## Description of the task
Everything from the line with "locate: ladder truck" through the last line of the records below should be copied exactly, both ends included.

## Material for this task
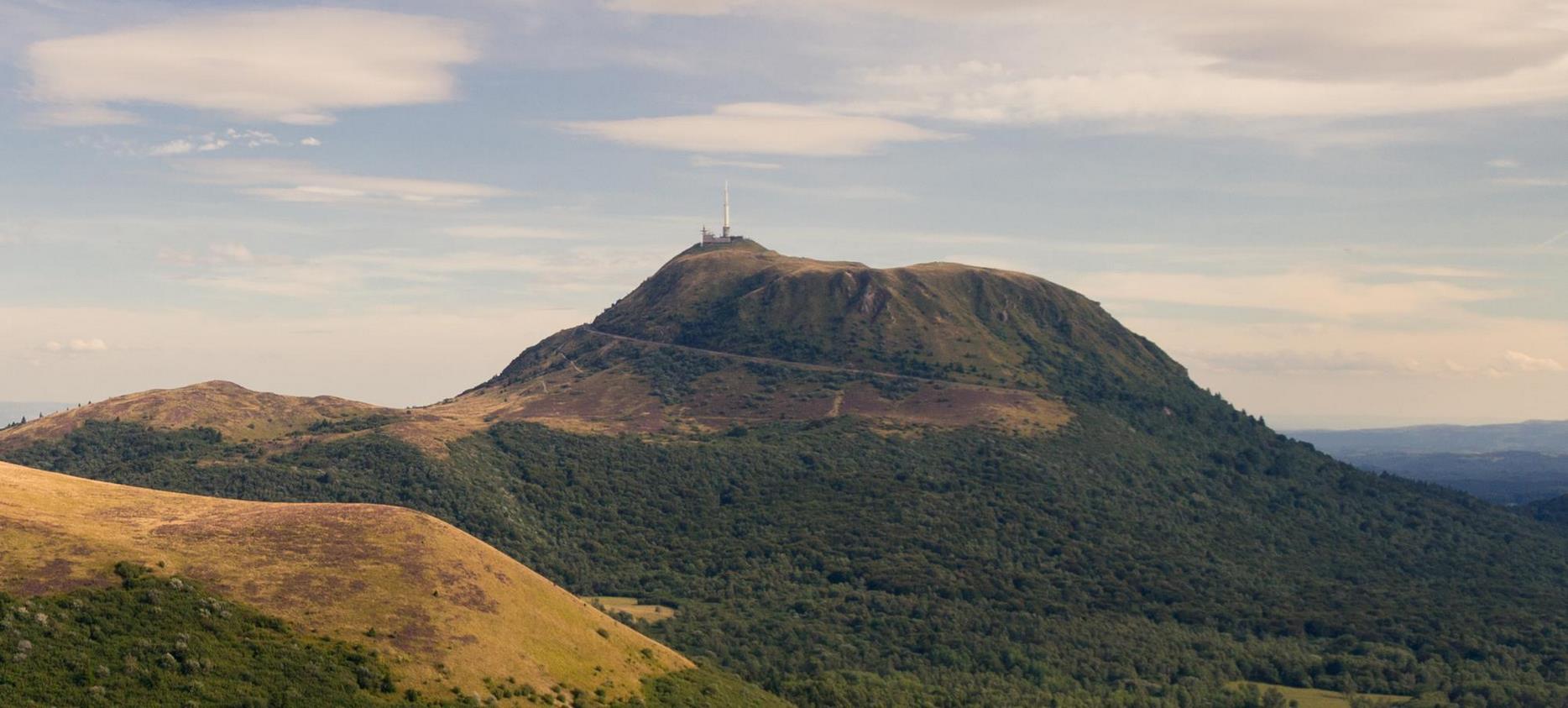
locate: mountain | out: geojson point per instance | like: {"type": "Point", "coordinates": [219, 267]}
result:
{"type": "Point", "coordinates": [16, 410]}
{"type": "Point", "coordinates": [1548, 437]}
{"type": "Point", "coordinates": [926, 485]}
{"type": "Point", "coordinates": [233, 410]}
{"type": "Point", "coordinates": [1508, 464]}
{"type": "Point", "coordinates": [438, 606]}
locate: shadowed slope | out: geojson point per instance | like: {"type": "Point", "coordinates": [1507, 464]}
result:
{"type": "Point", "coordinates": [444, 608]}
{"type": "Point", "coordinates": [236, 412]}
{"type": "Point", "coordinates": [939, 321]}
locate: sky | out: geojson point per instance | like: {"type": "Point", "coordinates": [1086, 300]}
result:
{"type": "Point", "coordinates": [1333, 212]}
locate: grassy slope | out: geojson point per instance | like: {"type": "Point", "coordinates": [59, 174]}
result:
{"type": "Point", "coordinates": [164, 641]}
{"type": "Point", "coordinates": [1154, 548]}
{"type": "Point", "coordinates": [236, 412]}
{"type": "Point", "coordinates": [446, 608]}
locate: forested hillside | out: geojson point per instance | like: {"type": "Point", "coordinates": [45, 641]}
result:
{"type": "Point", "coordinates": [1150, 547]}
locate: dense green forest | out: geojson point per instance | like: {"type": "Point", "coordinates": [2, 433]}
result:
{"type": "Point", "coordinates": [165, 641]}
{"type": "Point", "coordinates": [1152, 552]}
{"type": "Point", "coordinates": [843, 567]}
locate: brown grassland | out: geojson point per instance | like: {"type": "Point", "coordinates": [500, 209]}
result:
{"type": "Point", "coordinates": [446, 610]}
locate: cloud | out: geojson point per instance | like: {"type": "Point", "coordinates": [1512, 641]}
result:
{"type": "Point", "coordinates": [1531, 364]}
{"type": "Point", "coordinates": [1531, 181]}
{"type": "Point", "coordinates": [1316, 294]}
{"type": "Point", "coordinates": [236, 269]}
{"type": "Point", "coordinates": [704, 162]}
{"type": "Point", "coordinates": [775, 129]}
{"type": "Point", "coordinates": [173, 148]}
{"type": "Point", "coordinates": [215, 254]}
{"type": "Point", "coordinates": [85, 115]}
{"type": "Point", "coordinates": [76, 346]}
{"type": "Point", "coordinates": [303, 182]}
{"type": "Point", "coordinates": [1434, 272]}
{"type": "Point", "coordinates": [285, 65]}
{"type": "Point", "coordinates": [499, 231]}
{"type": "Point", "coordinates": [698, 8]}
{"type": "Point", "coordinates": [1302, 363]}
{"type": "Point", "coordinates": [1159, 65]}
{"type": "Point", "coordinates": [852, 191]}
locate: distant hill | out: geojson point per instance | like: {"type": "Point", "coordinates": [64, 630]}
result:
{"type": "Point", "coordinates": [16, 410]}
{"type": "Point", "coordinates": [924, 485]}
{"type": "Point", "coordinates": [1548, 437]}
{"type": "Point", "coordinates": [236, 412]}
{"type": "Point", "coordinates": [1508, 464]}
{"type": "Point", "coordinates": [441, 608]}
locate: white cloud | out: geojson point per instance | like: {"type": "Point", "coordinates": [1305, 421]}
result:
{"type": "Point", "coordinates": [1434, 272]}
{"type": "Point", "coordinates": [303, 182]}
{"type": "Point", "coordinates": [852, 191]}
{"type": "Point", "coordinates": [698, 8]}
{"type": "Point", "coordinates": [1531, 181]}
{"type": "Point", "coordinates": [285, 65]}
{"type": "Point", "coordinates": [1318, 294]}
{"type": "Point", "coordinates": [379, 355]}
{"type": "Point", "coordinates": [76, 346]}
{"type": "Point", "coordinates": [85, 115]}
{"type": "Point", "coordinates": [1526, 363]}
{"type": "Point", "coordinates": [706, 162]}
{"type": "Point", "coordinates": [171, 148]}
{"type": "Point", "coordinates": [775, 129]}
{"type": "Point", "coordinates": [579, 269]}
{"type": "Point", "coordinates": [1161, 65]}
{"type": "Point", "coordinates": [500, 231]}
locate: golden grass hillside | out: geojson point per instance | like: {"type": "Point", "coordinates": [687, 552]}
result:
{"type": "Point", "coordinates": [234, 410]}
{"type": "Point", "coordinates": [446, 610]}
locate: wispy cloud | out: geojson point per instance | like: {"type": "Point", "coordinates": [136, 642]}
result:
{"type": "Point", "coordinates": [764, 129]}
{"type": "Point", "coordinates": [704, 160]}
{"type": "Point", "coordinates": [285, 65]}
{"type": "Point", "coordinates": [504, 231]}
{"type": "Point", "coordinates": [1529, 364]}
{"type": "Point", "coordinates": [233, 267]}
{"type": "Point", "coordinates": [1318, 294]}
{"type": "Point", "coordinates": [303, 182]}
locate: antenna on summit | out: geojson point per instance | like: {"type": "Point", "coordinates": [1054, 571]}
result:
{"type": "Point", "coordinates": [724, 236]}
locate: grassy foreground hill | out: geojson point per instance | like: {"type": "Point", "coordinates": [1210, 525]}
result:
{"type": "Point", "coordinates": [447, 614]}
{"type": "Point", "coordinates": [930, 485]}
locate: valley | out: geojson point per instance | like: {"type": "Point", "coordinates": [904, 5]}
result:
{"type": "Point", "coordinates": [930, 485]}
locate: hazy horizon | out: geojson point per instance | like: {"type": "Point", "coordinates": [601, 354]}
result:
{"type": "Point", "coordinates": [242, 191]}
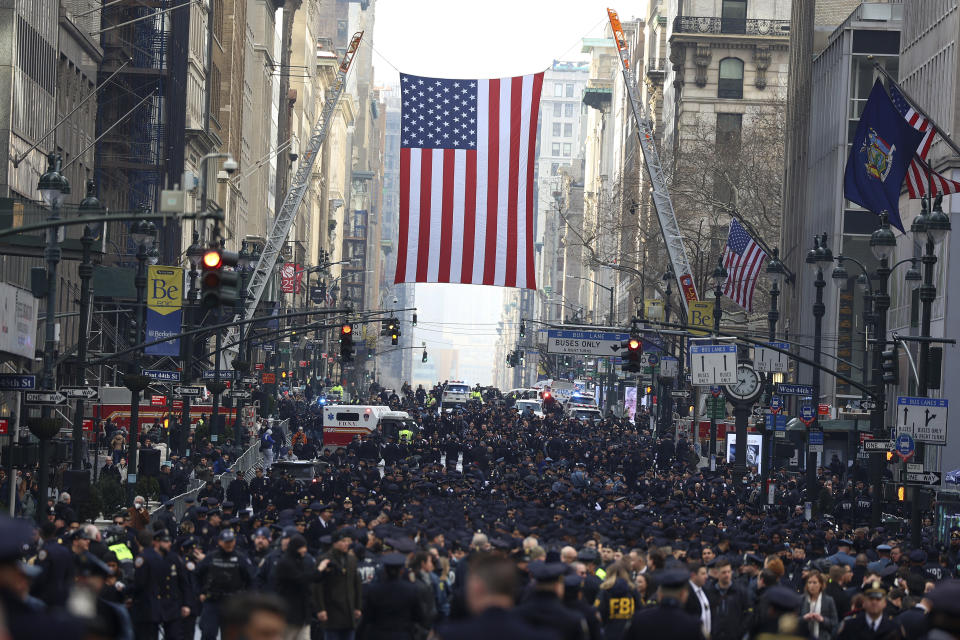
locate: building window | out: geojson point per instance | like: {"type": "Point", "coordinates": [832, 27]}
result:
{"type": "Point", "coordinates": [733, 16]}
{"type": "Point", "coordinates": [731, 79]}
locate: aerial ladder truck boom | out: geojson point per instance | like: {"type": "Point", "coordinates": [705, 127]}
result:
{"type": "Point", "coordinates": [287, 214]}
{"type": "Point", "coordinates": [658, 182]}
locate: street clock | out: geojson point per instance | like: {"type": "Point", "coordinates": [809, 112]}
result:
{"type": "Point", "coordinates": [747, 387]}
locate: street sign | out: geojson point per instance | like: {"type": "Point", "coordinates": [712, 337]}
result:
{"type": "Point", "coordinates": [713, 363]}
{"type": "Point", "coordinates": [44, 397]}
{"type": "Point", "coordinates": [787, 389]}
{"type": "Point", "coordinates": [15, 381]}
{"type": "Point", "coordinates": [927, 478]}
{"type": "Point", "coordinates": [585, 343]}
{"type": "Point", "coordinates": [776, 404]}
{"type": "Point", "coordinates": [162, 376]}
{"type": "Point", "coordinates": [88, 393]}
{"type": "Point", "coordinates": [905, 446]}
{"type": "Point", "coordinates": [877, 446]}
{"type": "Point", "coordinates": [923, 418]}
{"type": "Point", "coordinates": [188, 391]}
{"type": "Point", "coordinates": [669, 367]}
{"type": "Point", "coordinates": [769, 360]}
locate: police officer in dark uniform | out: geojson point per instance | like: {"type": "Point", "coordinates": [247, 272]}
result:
{"type": "Point", "coordinates": [222, 573]}
{"type": "Point", "coordinates": [667, 619]}
{"type": "Point", "coordinates": [544, 607]}
{"type": "Point", "coordinates": [392, 608]}
{"type": "Point", "coordinates": [145, 591]}
{"type": "Point", "coordinates": [872, 622]}
{"type": "Point", "coordinates": [174, 589]}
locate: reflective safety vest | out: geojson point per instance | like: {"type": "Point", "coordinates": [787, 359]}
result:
{"type": "Point", "coordinates": [122, 552]}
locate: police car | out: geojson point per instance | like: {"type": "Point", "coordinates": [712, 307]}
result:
{"type": "Point", "coordinates": [583, 411]}
{"type": "Point", "coordinates": [455, 393]}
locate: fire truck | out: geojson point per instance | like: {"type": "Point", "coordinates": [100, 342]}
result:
{"type": "Point", "coordinates": [114, 404]}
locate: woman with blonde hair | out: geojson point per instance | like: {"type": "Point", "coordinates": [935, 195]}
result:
{"type": "Point", "coordinates": [617, 600]}
{"type": "Point", "coordinates": [818, 609]}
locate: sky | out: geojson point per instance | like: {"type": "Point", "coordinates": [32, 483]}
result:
{"type": "Point", "coordinates": [489, 39]}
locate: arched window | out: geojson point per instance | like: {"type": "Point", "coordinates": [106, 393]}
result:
{"type": "Point", "coordinates": [731, 78]}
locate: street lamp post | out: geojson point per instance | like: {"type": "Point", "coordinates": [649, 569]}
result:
{"type": "Point", "coordinates": [719, 277]}
{"type": "Point", "coordinates": [142, 233]}
{"type": "Point", "coordinates": [882, 243]}
{"type": "Point", "coordinates": [53, 187]}
{"type": "Point", "coordinates": [819, 255]}
{"type": "Point", "coordinates": [89, 205]}
{"type": "Point", "coordinates": [777, 274]}
{"type": "Point", "coordinates": [934, 225]}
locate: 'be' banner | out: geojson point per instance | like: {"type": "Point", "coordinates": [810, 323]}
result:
{"type": "Point", "coordinates": [164, 309]}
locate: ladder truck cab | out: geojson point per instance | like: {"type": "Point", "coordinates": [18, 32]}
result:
{"type": "Point", "coordinates": [341, 422]}
{"type": "Point", "coordinates": [455, 393]}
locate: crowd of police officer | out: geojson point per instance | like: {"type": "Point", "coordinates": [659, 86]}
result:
{"type": "Point", "coordinates": [484, 523]}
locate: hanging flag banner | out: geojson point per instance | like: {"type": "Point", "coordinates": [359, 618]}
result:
{"type": "Point", "coordinates": [164, 309]}
{"type": "Point", "coordinates": [291, 275]}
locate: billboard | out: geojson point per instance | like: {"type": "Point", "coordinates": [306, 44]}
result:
{"type": "Point", "coordinates": [18, 321]}
{"type": "Point", "coordinates": [164, 308]}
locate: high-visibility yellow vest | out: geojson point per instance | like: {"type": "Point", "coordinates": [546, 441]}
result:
{"type": "Point", "coordinates": [122, 551]}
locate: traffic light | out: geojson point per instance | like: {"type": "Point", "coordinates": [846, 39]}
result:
{"type": "Point", "coordinates": [890, 364]}
{"type": "Point", "coordinates": [220, 284]}
{"type": "Point", "coordinates": [634, 347]}
{"type": "Point", "coordinates": [346, 343]}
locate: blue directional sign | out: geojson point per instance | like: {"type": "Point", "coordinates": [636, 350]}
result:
{"type": "Point", "coordinates": [905, 446]}
{"type": "Point", "coordinates": [16, 382]}
{"type": "Point", "coordinates": [161, 375]}
{"type": "Point", "coordinates": [787, 389]}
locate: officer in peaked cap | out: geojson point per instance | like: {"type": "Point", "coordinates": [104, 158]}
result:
{"type": "Point", "coordinates": [544, 608]}
{"type": "Point", "coordinates": [667, 619]}
{"type": "Point", "coordinates": [871, 622]}
{"type": "Point", "coordinates": [25, 618]}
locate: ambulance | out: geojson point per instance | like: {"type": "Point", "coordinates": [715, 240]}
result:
{"type": "Point", "coordinates": [341, 422]}
{"type": "Point", "coordinates": [455, 392]}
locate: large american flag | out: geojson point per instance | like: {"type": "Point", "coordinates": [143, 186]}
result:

## Result of the exercise
locate: ladder truck cab | out: geojson point per instance | like: {"type": "Point", "coordinates": [18, 32]}
result:
{"type": "Point", "coordinates": [341, 422]}
{"type": "Point", "coordinates": [455, 393]}
locate: crowd of police officer | out: geojson point per instance | like: {"type": "Point", "coordinates": [659, 86]}
result:
{"type": "Point", "coordinates": [484, 523]}
locate: hanging flag banner | out: geojson point per instance | like: {"type": "Point", "coordinates": [359, 618]}
result:
{"type": "Point", "coordinates": [164, 309]}
{"type": "Point", "coordinates": [291, 275]}
locate: billboard | out: geojson point per instance | like: {"type": "Point", "coordinates": [306, 44]}
result:
{"type": "Point", "coordinates": [18, 321]}
{"type": "Point", "coordinates": [164, 308]}
locate: high-visibility yellow vest | out: geojson point per instance | like: {"type": "Point", "coordinates": [546, 441]}
result:
{"type": "Point", "coordinates": [122, 551]}
locate: traffic light | out: geojson point per instance | like: {"type": "Point", "coordinates": [846, 39]}
result:
{"type": "Point", "coordinates": [890, 364]}
{"type": "Point", "coordinates": [220, 284]}
{"type": "Point", "coordinates": [634, 347]}
{"type": "Point", "coordinates": [346, 343]}
locate: blue directional sign | out: geojson point per instance | like: {"type": "Point", "coordinates": [636, 350]}
result:
{"type": "Point", "coordinates": [905, 446]}
{"type": "Point", "coordinates": [16, 382]}
{"type": "Point", "coordinates": [161, 375]}
{"type": "Point", "coordinates": [787, 389]}
locate: officer in peaked cap | out: geojson point per instance | like: {"type": "Point", "coordinates": [104, 158]}
result:
{"type": "Point", "coordinates": [544, 608]}
{"type": "Point", "coordinates": [667, 619]}
{"type": "Point", "coordinates": [871, 622]}
{"type": "Point", "coordinates": [25, 618]}
locate: ambulance | out: geojson point per instance | like: {"type": "Point", "coordinates": [715, 240]}
result:
{"type": "Point", "coordinates": [341, 422]}
{"type": "Point", "coordinates": [455, 392]}
locate: large american flag | out: geojson point per instance | like: {"type": "Point", "coordinates": [143, 186]}
result:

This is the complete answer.